Exercise inputs >>
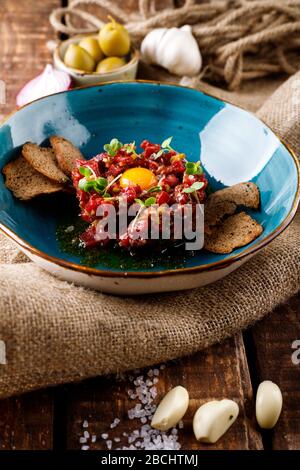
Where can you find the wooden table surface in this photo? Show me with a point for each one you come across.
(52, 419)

* * *

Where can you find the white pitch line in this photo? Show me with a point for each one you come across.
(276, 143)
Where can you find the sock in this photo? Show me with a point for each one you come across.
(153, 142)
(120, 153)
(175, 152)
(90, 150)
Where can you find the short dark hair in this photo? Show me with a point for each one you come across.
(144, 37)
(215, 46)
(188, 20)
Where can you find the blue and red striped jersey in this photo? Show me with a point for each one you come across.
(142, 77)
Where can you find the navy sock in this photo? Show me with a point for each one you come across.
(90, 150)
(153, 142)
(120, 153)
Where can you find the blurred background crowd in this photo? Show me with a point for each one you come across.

Written request >>
Reproduce the lines from the line with "Where can you find the sock" to the line with "Where can you find the blurred", replacing "jersey" with "shirt" and changing nothing else.

Finished exercise >>
Where can you find the sock in this photo? Show me with a point for each one you come across.
(153, 142)
(120, 153)
(175, 152)
(90, 150)
Where can you find the short dark hair in this photo? Show me with a point for each one you come across.
(144, 37)
(215, 46)
(188, 20)
Where can you find the blue and red striped shirt in this photo? Show me with a point for each one you come across.
(142, 77)
Where can you find the navy sock in this photo? Show me with a point for each one you come across.
(90, 150)
(153, 142)
(120, 153)
Where can you find the blurred background crowd in this photo? Show me with a point for each one you come across.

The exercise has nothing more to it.